Segment Start: RECORDS SHOWN
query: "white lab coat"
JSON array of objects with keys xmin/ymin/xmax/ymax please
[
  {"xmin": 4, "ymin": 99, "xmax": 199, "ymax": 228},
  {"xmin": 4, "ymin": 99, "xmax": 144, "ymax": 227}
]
Segment End: RECORDS SHOWN
§ TRY IT
Exactly as they appear above, write out all of the lines.

§ EXERCISE OUTPUT
query: "white lab coat"
JSON array of objects with keys xmin/ymin/xmax/ymax please
[
  {"xmin": 4, "ymin": 99, "xmax": 199, "ymax": 228},
  {"xmin": 4, "ymin": 99, "xmax": 144, "ymax": 227}
]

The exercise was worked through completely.